Extracted data entries:
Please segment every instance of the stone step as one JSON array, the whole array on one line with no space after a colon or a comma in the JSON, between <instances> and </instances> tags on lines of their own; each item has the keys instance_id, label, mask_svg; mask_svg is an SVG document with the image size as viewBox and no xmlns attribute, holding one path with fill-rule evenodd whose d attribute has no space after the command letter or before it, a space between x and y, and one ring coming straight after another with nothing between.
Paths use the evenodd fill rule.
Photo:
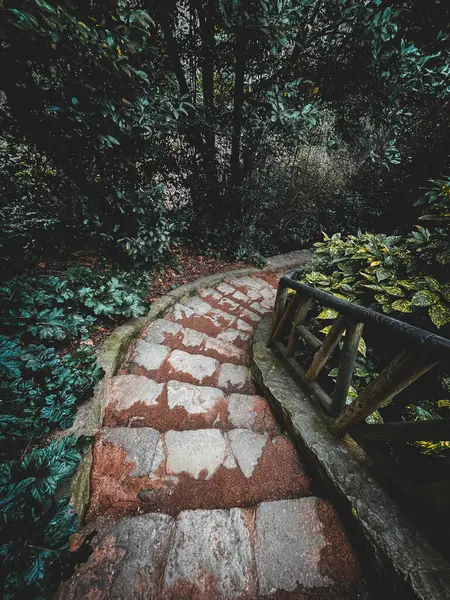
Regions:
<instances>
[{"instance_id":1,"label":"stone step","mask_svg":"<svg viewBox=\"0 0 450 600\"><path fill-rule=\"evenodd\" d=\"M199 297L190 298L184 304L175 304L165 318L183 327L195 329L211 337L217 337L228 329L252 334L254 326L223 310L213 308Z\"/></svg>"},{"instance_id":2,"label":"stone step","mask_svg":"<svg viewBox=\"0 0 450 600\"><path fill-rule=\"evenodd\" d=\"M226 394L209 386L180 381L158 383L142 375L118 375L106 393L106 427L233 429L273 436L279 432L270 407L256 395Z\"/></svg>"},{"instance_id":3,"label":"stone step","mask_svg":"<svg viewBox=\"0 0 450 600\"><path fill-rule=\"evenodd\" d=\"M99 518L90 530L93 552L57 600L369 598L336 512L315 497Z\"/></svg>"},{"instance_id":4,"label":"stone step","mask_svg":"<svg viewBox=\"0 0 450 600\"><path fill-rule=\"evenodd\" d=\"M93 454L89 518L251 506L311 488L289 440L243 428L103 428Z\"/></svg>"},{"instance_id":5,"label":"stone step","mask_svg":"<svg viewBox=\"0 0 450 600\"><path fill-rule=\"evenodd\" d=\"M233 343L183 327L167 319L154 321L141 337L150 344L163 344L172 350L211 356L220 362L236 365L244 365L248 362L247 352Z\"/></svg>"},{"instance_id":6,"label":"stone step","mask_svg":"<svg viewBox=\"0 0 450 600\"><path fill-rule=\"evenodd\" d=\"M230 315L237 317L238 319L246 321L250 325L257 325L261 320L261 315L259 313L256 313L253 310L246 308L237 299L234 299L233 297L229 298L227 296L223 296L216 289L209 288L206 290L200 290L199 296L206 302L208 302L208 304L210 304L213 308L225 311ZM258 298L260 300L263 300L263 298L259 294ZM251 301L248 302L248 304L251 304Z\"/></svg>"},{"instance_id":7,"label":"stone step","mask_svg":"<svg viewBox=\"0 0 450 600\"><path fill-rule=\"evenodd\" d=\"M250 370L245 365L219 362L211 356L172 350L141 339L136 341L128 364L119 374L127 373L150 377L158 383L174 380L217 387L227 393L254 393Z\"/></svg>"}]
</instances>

Exercise aim
Reproduce the whole of the data, word for word, and omit its pictures.

Task solution
Please segment every instance of the stone step as one JSON array, the whole array on one line with no space after a colon or a comma in the JSON, between <instances> and </instances> tags on lines of their own; each item has the keys instance_id, label, mask_svg; mask_svg is an SVG document with the image size as viewBox and no xmlns attribute, holding one path with fill-rule evenodd whose d attribute has no space after the command letter or before it, a space between x and y, and one ring coming straight after another with nothing between.
Paths use the evenodd fill rule.
Photo:
Regions:
<instances>
[{"instance_id":1,"label":"stone step","mask_svg":"<svg viewBox=\"0 0 450 600\"><path fill-rule=\"evenodd\" d=\"M199 297L190 298L184 304L175 304L165 318L183 327L195 329L211 337L217 337L228 329L252 334L254 326L223 310L213 308Z\"/></svg>"},{"instance_id":2,"label":"stone step","mask_svg":"<svg viewBox=\"0 0 450 600\"><path fill-rule=\"evenodd\" d=\"M226 394L209 386L180 381L158 383L142 375L118 375L106 393L106 427L233 429L273 436L279 432L270 407L256 395Z\"/></svg>"},{"instance_id":3,"label":"stone step","mask_svg":"<svg viewBox=\"0 0 450 600\"><path fill-rule=\"evenodd\" d=\"M99 518L90 530L93 552L57 600L369 598L336 512L315 497Z\"/></svg>"},{"instance_id":4,"label":"stone step","mask_svg":"<svg viewBox=\"0 0 450 600\"><path fill-rule=\"evenodd\" d=\"M93 454L89 518L251 506L311 488L289 440L243 428L103 428Z\"/></svg>"},{"instance_id":5,"label":"stone step","mask_svg":"<svg viewBox=\"0 0 450 600\"><path fill-rule=\"evenodd\" d=\"M233 343L183 327L167 319L154 321L141 337L150 344L163 344L172 350L211 356L220 362L236 365L244 365L248 362L247 352Z\"/></svg>"},{"instance_id":6,"label":"stone step","mask_svg":"<svg viewBox=\"0 0 450 600\"><path fill-rule=\"evenodd\" d=\"M230 315L237 317L238 319L246 321L250 325L257 325L261 320L261 315L259 313L256 313L253 310L246 308L237 299L234 299L233 297L229 298L227 296L223 296L216 289L209 288L206 290L200 290L199 296L206 302L208 302L208 304L210 304L213 308L225 311ZM258 298L260 300L263 300L263 298L259 294ZM251 301L248 302L248 304L251 304Z\"/></svg>"},{"instance_id":7,"label":"stone step","mask_svg":"<svg viewBox=\"0 0 450 600\"><path fill-rule=\"evenodd\" d=\"M250 370L245 365L219 362L211 356L172 350L141 339L136 341L128 364L119 374L127 373L150 377L158 383L174 380L217 387L227 393L254 393Z\"/></svg>"}]
</instances>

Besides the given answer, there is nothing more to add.